→ Reading text
=== Section Start ===
The Silence of the Rain by Luiz Alfredo Garcia-Roza
Translated by Benjamin Moser
Henry Holt, 2002
Originally published as O silêncio da chuva, 1996
I picked up this first novel in the Inspector Espinosa series as I’m in the final stretch of the 2013 Global Reading Challenge, and this is my first Brazilian crime novel. Espinosa works in Rio in a corrupt police department, which makes for an interesting set-up as he investigates the apparent murder of a wealthy executive in a parking garage. Several other crimes follow, and, interestingly enough, we as readers know that the executive actually killed himself. This doesn’t feel like a police procedural because Espinosa spends most of his time investigating in a roundabout fashion by himself, and sometimes he’s accompanied by Detective Welber.
=== Section End ===
→ Source data
=== Section Start ===
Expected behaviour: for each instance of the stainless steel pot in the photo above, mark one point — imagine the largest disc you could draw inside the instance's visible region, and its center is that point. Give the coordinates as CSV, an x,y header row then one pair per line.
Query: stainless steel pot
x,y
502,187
=== Section End ===
=== Section Start ===
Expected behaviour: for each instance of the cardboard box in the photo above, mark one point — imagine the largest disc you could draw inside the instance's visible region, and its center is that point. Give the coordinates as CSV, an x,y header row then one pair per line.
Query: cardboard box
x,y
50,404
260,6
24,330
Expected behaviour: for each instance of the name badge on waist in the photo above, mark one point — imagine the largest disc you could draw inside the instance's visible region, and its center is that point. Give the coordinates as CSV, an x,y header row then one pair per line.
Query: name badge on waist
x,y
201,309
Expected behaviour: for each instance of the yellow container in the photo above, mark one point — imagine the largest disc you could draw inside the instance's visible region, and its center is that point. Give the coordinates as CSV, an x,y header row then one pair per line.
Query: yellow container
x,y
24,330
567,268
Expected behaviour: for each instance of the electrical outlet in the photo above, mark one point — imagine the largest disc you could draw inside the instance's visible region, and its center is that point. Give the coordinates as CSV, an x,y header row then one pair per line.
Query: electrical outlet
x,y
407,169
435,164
=== Section End ===
→ Assignment 1
In the book review, who translated The Silence of the Rain?
→ Assignment 2
For each statement, say yes or no to whether the book review supports it, and quote the deciding words from the review.
(a) The novel first came out in 1996.
(b) Espinosa works for a police department in Rio.
(c) The reviewer had read several Brazilian crime novels before this one.
→ Assignment 3
Carry on the review of The Silence of the Rain, picking up right after its last sentence.

→ Exercise result 1
Benjamin Moser

→ Exercise result 2
(a) Yes: "Originally published as O silêncio da chuva, 1996"
(b) Yes: "Espinosa works in Rio in a corrupt police department"
(c) No: "this is my first Brazilian crime novel"

→ Exercise result 3
Espinosa is an interesting character: age forty-two, divorced, a wanna-be bookstore owner, a man who relies on contemplative times in a crowded park by the port to determine which way to proceed in his investigation. It’s not an entirely rational or scientific approach, which makes the story entertaining. The hypotheses–or fantasies as Espinosa calls them– can go on a bit long in parts, but I think that is in part because we know that he’s investigating a suicide and coverup instead of a murder. I believe part of his approach is his coping mechanism for working within a police department he doesn’t trust, though he hasn’t left the force in 22 years.
The book touches on class issues (Carvalho, the deceased, is quite wealthy and his secretary who disappears is not) as well as how the police are viewed by the people of Rio (it’s a rare crime novel that admits that police are known to rough up the public) and how pointless some investigations are. Carvalho is not missed, the investigation does not proceed well, and there is a certain amount of a lack of resolution of the plot in the end. It’s not a frustrating ending, but it is not a neat and tidy one.
I borrowed this book from the library.
Other reviews appear in Confessions of a Mystery Novelist, Bitter Tea and Mystery, and Finding Time to Write.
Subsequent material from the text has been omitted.